ASSIGNED TASK.
Once the line with "[[248, 624], [277, 470], [113, 427], [43, 546]]" is found, write it out along with each later line exactly, through the end of the entries, skipping every picture.
___ MATERIAL FOR THIS TASK
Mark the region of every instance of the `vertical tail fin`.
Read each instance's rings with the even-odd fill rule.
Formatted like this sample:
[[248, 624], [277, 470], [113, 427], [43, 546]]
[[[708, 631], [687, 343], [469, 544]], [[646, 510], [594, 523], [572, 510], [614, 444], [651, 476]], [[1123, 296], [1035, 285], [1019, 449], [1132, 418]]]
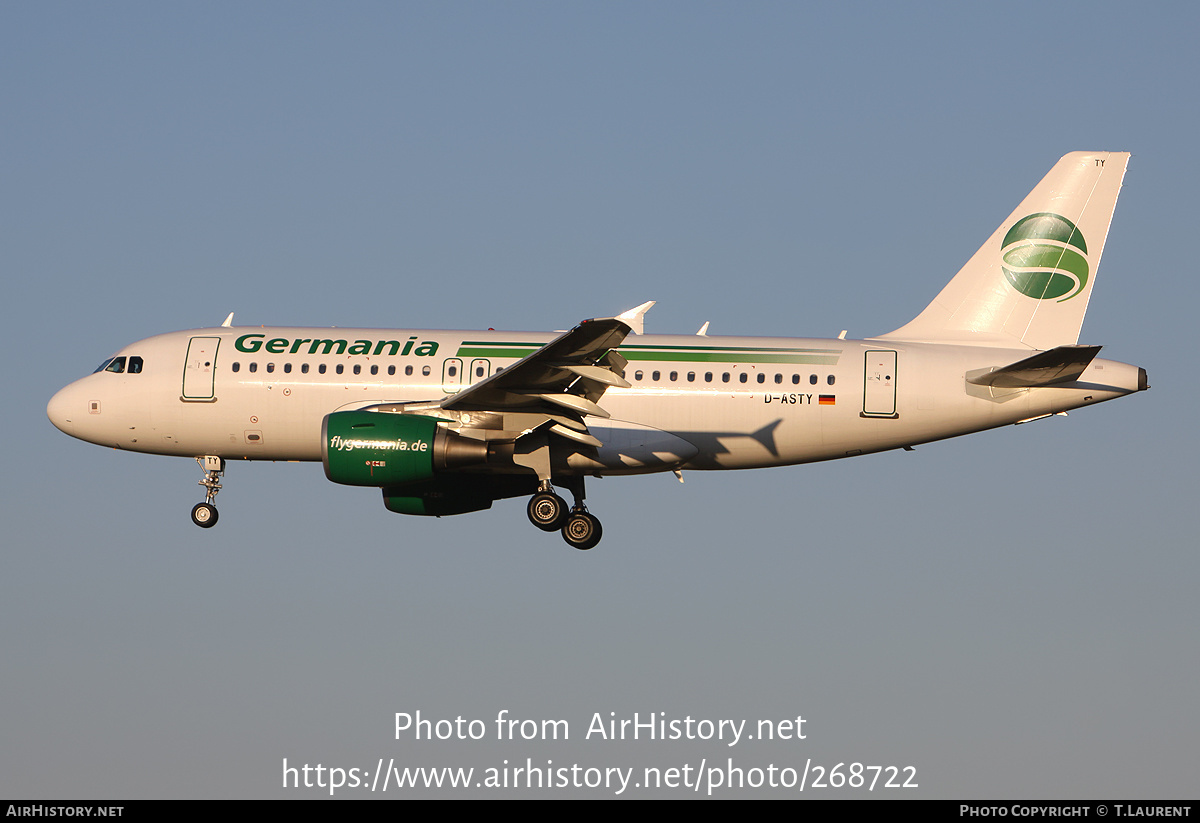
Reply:
[[1066, 155], [897, 340], [1051, 349], [1079, 340], [1128, 152]]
______
ANSWER TO THIS TASK.
[[248, 624], [277, 470], [113, 427], [43, 546]]
[[[708, 631], [687, 343], [469, 544]], [[646, 510], [594, 523], [572, 510], [614, 444], [651, 476]], [[1123, 296], [1035, 285], [1019, 449], [1132, 418]]]
Reply:
[[1066, 155], [897, 340], [1051, 349], [1079, 340], [1128, 152]]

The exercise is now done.